**** Records provided
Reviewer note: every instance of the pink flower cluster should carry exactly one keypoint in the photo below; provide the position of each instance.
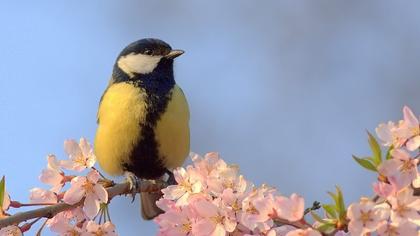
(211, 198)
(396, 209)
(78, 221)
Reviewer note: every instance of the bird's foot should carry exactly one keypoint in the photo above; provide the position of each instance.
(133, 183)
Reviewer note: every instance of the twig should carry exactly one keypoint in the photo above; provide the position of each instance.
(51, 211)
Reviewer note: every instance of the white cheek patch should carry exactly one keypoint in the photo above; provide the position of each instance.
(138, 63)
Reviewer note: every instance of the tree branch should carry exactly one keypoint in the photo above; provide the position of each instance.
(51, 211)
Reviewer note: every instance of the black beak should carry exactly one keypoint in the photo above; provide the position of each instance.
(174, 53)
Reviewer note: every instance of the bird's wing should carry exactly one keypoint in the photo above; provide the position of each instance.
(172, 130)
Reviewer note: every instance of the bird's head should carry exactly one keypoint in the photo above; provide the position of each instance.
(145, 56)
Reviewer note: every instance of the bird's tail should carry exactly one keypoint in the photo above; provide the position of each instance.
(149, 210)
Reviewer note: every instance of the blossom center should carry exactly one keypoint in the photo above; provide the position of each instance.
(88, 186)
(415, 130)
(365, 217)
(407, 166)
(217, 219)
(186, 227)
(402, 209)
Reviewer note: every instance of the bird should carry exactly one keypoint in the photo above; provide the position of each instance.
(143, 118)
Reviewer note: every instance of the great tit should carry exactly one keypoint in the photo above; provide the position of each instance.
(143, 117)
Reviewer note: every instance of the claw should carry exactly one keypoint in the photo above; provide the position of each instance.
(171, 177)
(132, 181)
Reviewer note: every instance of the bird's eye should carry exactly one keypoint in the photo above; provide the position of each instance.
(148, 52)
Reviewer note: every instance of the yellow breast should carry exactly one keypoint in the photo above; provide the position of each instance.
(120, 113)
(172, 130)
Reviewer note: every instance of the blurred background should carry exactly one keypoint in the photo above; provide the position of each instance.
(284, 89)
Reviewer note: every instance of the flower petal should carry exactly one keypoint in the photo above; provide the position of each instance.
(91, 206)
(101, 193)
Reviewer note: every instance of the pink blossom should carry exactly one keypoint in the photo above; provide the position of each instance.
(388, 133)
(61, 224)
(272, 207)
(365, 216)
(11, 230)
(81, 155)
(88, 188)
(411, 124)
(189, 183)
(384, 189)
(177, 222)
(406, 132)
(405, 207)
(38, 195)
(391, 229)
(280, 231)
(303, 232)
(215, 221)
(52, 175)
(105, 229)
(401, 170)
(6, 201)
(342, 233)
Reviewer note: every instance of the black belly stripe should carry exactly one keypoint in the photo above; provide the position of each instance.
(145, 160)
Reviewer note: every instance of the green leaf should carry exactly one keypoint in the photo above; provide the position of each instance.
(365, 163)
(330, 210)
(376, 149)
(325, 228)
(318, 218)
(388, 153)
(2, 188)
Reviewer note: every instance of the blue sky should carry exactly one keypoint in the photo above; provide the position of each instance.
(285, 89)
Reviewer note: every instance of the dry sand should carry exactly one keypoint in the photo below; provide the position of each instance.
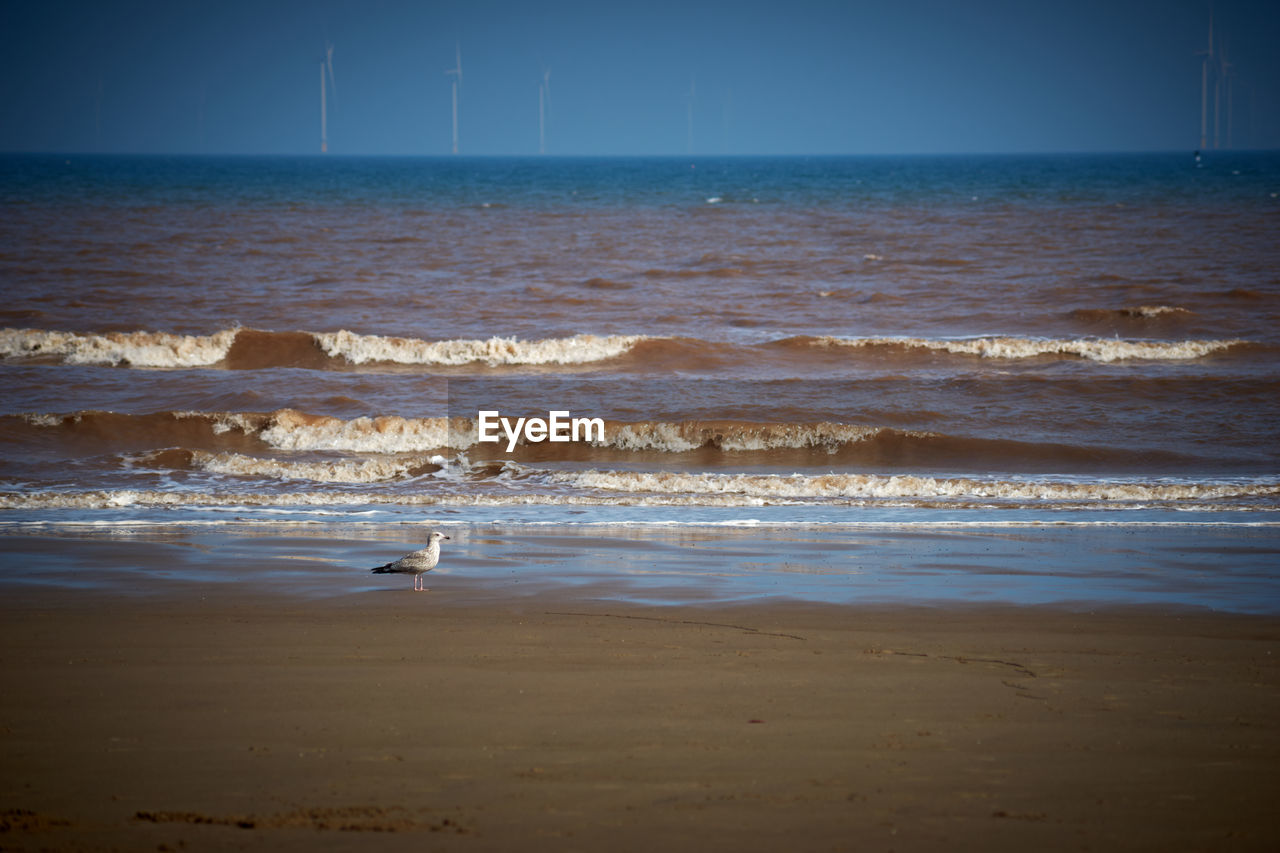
********
Exercise:
Format all of the data above as a Markdown table with two columns, Row and Line, numbering each line and skipping any blank ones. Leave the pictures out.

Problem solution:
| Row | Line |
|---|---|
| 1 | Reviewer note: every instance of the pink flower cluster should carry exactly one keypoint in the photo below; provide the position of each instance. |
| 2 | (211, 198) |
| 3 | (396, 209) |
| 4 | (78, 221) |
| 5 | Reviewer note: every instance of the bird's foot should carry exactly one keypoint in the photo above; provide the position of each instance. |
| 6 | (133, 183) |
| 7 | Reviewer note: every instance of the twig should carry exactly one keypoint in the photo above; provide the position of each instance. |
| 8 | (51, 211) |
| 9 | Reviewer note: every instance of the white cheek patch should carry exactly one keypoint in the photo above; provide the position of each instance. |
| 10 | (138, 63) |
| 11 | Reviewer note: every instance of the tree branch should carry exactly one keypoint in the photo above; provide the position of each instance. |
| 12 | (51, 211) |
| 13 | Reviewer note: every instance of the black beak should carry exactly one keypoint in the photo above; provide the position of each instance. |
| 14 | (174, 53) |
| 15 | Reviewer note: every instance of the bird's wing should carry exactly one keypoint in the photo above; provide the position of each instance. |
| 16 | (172, 130) |
| 17 | Reviewer note: every instance of the bird's head should carry exactly one keypoint in the photo above; provide the position of each instance. |
| 18 | (145, 56) |
| 19 | Reviewer note: every instance of the bird's tail should carry exactly one keypoint in the photo above; provide the position of each instance. |
| 20 | (149, 210) |
| 21 | Reviewer note: every instance of the blossom center should carry exactly one keypoint in the photo above; provide the position of each instance. |
| 22 | (88, 186) |
| 23 | (415, 130) |
| 24 | (365, 217) |
| 25 | (407, 166) |
| 26 | (217, 219) |
| 27 | (186, 227) |
| 28 | (402, 209) |
| 29 | Reviewer note: every instance of the bird should carry exactly one keypoint in the photo above; provide the position of each instance. |
| 30 | (143, 118) |
| 31 | Reviewer note: every instance of the great tit should carry exactly one keypoint in the photo above; provide the position of each instance. |
| 32 | (143, 117) |
| 33 | Reviewer note: every instance of the claw should carry exactly one keypoint in the photo above; provide the position of each instance. |
| 34 | (171, 177) |
| 35 | (132, 181) |
| 36 | Reviewer note: every instance of the bird's eye should carry exactly one keypoint in the photo above; provide the position of each instance. |
| 37 | (148, 52) |
| 38 | Reviewer note: every instance of the yellow breast should carry exactly one keypoint in the photo above; provide the position of each instance. |
| 39 | (120, 113) |
| 40 | (172, 130) |
| 41 | Reviewer note: every instance of the blurred background should carry exactly one keypoint in the photo above; provide the position of each instance. |
| 42 | (284, 89) |
| 43 | Reviewer note: every instance of the flower petal should carry exactly one keypoint in the photo above; provide the position of each instance. |
| 44 | (91, 206) |
| 45 | (101, 193) |
| 46 | Reviewer note: every instance of the pink blossom should carry exactly one keypoint in the photo above; provide the position of each instance. |
| 47 | (388, 133) |
| 48 | (61, 224) |
| 49 | (272, 207) |
| 50 | (365, 216) |
| 51 | (11, 230) |
| 52 | (81, 155) |
| 53 | (88, 188) |
| 54 | (411, 124) |
| 55 | (189, 183) |
| 56 | (384, 189) |
| 57 | (177, 222) |
| 58 | (406, 132) |
| 59 | (405, 207) |
| 60 | (38, 195) |
| 61 | (391, 229) |
| 62 | (280, 231) |
| 63 | (303, 232) |
| 64 | (215, 221) |
| 65 | (52, 175) |
| 66 | (105, 229) |
| 67 | (401, 170) |
| 68 | (6, 201) |
| 69 | (342, 233) |
| 70 | Reviewer note: every instance of the black belly stripe should carry exactly one keypoint in the photo above; provide the position of each instance. |
| 71 | (145, 160) |
| 72 | Reviewer note: every instance of the green leaf should carry exactly one keypoint in the photo above; provide the position of each instance. |
| 73 | (365, 163) |
| 74 | (330, 210) |
| 75 | (376, 149) |
| 76 | (325, 228) |
| 77 | (318, 218) |
| 78 | (388, 153) |
| 79 | (2, 188) |
| 80 | Reviewer note: every instance of the blue sky should carry exactly one keypoint in the photo above; provide the position of each instance. |
| 81 | (285, 89) |
| 82 | Reviewer note: every instance of the dry sand should carry exactly one keypoint in the photo below; provide the position of each instance. |